* **ARTICLE**:
____________
Pyromancer's questions -server

Pyromancer

Asked: 2019-08-23 04:41:48 +0800 CST

Installing Kubernetes on Ubuntu 18.04 LTS (with Docker) - fails on init

0

I am attempting to install Kubernetes on VMs running Ubuntu 10.04 LTS, and running into a problem when trying to initialise the system, the kubeadm init command results in failure (full log below).

VM: 2 CPUs, 512mb RAM, 100 gig disk, running under VMWare ESXi6.

OS: Ubuntu 18.04 LTS server install, fully updated via apt update and apt upgrade before beginning the Docker and Kubernetes installs.

Docker installed as per instructions here, install completes with no errors: https://kubernetes.io/docs/setup/production-environment/container-runtimes/#docker

Kubernetes installed as per instructions here, except for the Docker section (as following those instructions produces a PreFlight error re systemd/cgroupfs): https://vitux.com/install-and-deploy-kubernetes-on-ubuntu/

All installation appears to proceed smoothly with no errors reported, however attempting to start Kubernetes then fails, as shown in the log below.

I am entirely new to both Docker and Kubernetes though I get the main concepts and have experimented with the on-line tutorials on kubernetes.io, but until I can get a working system installed I'm unable to progress further. At the point at which kubeadm attempts to start the cluster, everything hangs for the four minutes, and then exits with the timeout as shown below.

root@k8s-master-dev:~# sudo kubeadm init --pod-network-cidr=10.244.0.0/16
[init] Using Kubernetes version: v1.15.3
[preflight] Running pre-flight checks
[preflight] Pulling images required for setting up a Kubernetes cluster
[preflight] This might take a minute or two, depending on the speed of your internet connection
[preflight] You can also perform this action in beforehand using 'kubeadm config images pull'
[kubelet-start] Writing kubelet environment file with flags to file "/var/lib/kubelet/kubeadm-flags.env"
[kubelet-start] Writing kubelet configuration to file "/var/lib/kubelet/config.yaml"
[kubelet-start] Activating the kubelet service
[certs] Using certificateDir folder "/etc/kubernetes/pki"
[certs] Generating "ca" certificate and key
[certs] Generating "apiserver-kubelet-client" certificate and key
[certs] Generating "apiserver" certificate and key
[certs] apiserver serving cert is signed for DNS names [k8s-master-dev kubernetes kubernetes.default kubernetes.default.svc kubernetes.default.svc.cluster.local] and IPs [10.96.0.1 10.24.0.100]
[certs] Generating "front-proxy-ca" certificate and key
[certs] Generating "front-proxy-client" certificate and key
[certs] Generating "etcd/ca" certificate and key
[certs] Generating "etcd/server" certificate and key
[certs] etcd/server serving cert is signed for DNS names [k8s-master-dev localhost] and IPs [10.24.0.100 127.0.0.1 ::1]
[certs] Generating "etcd/peer" certificate and key
[certs] etcd/peer serving cert is signed for DNS names [k8s-master-dev localhost] and IPs [10.24.0.100 127.0.0.1 ::1]
[certs] Generating "etcd/healthcheck-client" certificate and key
[certs] Generating "apiserver-etcd-client" certificate and key
[certs] Generating "sa" key and public key
[kubeconfig] Using kubeconfig folder "/etc/kubernetes"
____________
* **RECORDS**:
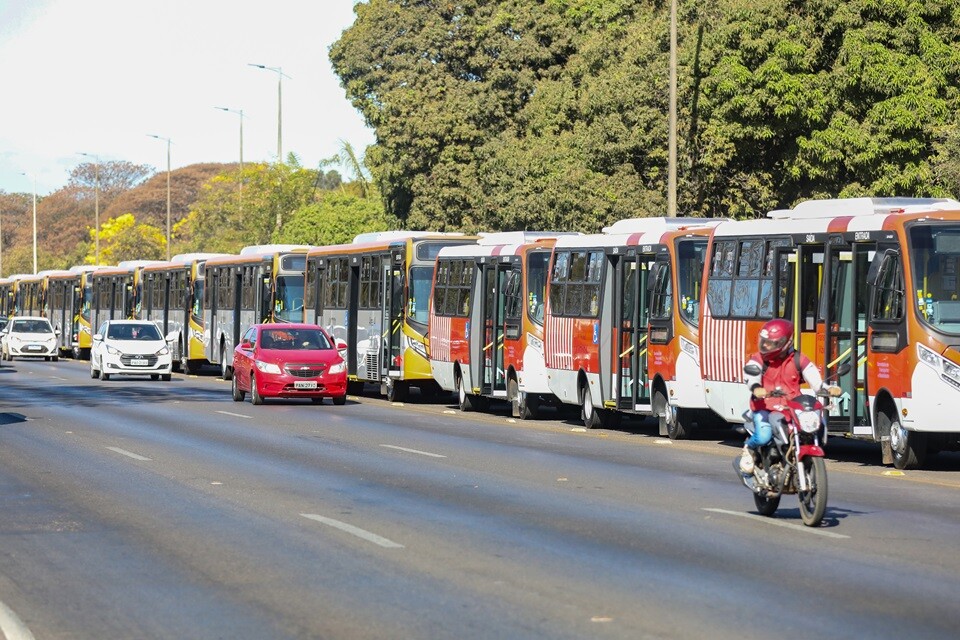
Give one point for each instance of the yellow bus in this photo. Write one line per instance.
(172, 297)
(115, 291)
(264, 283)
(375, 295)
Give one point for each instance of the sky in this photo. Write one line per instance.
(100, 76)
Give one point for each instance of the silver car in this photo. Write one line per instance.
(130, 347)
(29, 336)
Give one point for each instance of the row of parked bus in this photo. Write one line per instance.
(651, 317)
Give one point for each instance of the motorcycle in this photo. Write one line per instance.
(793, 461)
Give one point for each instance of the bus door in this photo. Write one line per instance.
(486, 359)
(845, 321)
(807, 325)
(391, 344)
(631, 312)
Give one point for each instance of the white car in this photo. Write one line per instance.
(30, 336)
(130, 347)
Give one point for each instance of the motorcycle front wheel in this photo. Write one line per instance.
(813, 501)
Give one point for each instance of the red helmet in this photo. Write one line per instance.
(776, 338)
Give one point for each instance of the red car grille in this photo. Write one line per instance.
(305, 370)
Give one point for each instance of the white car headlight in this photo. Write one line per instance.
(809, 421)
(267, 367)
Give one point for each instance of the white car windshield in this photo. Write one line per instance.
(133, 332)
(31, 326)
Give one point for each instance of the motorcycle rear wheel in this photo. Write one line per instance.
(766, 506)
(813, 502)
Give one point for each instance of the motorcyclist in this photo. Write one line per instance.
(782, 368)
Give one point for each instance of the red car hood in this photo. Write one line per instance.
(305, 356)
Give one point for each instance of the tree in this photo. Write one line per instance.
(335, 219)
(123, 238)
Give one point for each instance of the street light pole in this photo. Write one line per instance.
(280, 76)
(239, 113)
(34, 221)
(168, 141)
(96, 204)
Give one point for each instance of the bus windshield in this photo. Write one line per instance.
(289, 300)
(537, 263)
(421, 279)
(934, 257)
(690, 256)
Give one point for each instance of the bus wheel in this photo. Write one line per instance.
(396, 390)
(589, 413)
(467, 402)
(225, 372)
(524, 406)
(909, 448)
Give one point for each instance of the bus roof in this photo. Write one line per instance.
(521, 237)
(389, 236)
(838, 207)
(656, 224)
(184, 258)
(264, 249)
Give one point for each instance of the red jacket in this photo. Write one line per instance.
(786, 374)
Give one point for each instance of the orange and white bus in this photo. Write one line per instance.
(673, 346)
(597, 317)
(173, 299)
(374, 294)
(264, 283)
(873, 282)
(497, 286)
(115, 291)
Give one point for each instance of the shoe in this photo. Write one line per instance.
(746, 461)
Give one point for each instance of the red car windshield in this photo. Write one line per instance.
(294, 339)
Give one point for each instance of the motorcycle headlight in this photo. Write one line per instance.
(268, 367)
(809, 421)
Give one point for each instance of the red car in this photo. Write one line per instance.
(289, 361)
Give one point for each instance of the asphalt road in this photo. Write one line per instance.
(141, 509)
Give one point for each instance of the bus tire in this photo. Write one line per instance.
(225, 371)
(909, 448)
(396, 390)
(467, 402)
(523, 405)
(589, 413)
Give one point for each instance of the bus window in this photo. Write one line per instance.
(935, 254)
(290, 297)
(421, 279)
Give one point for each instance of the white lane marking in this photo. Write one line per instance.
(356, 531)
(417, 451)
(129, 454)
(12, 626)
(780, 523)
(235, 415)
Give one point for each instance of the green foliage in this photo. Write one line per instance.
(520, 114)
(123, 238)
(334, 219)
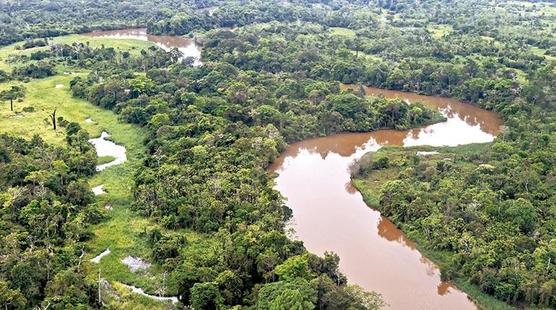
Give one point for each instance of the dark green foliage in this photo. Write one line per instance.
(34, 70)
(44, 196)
____________
Print the stretch of the Kubernetes install post that begins at the words "I am attempting" and stops after "under VMWare ESXi6.", copied word for word.

I am attempting to install Kubernetes on VMs running Ubuntu 10.04 LTS, and running into a problem when trying to initialise the system, the kubeadm init command results in failure (full log below).

VM: 2 CPUs, 512mb RAM, 100 gig disk, running under VMWare ESXi6.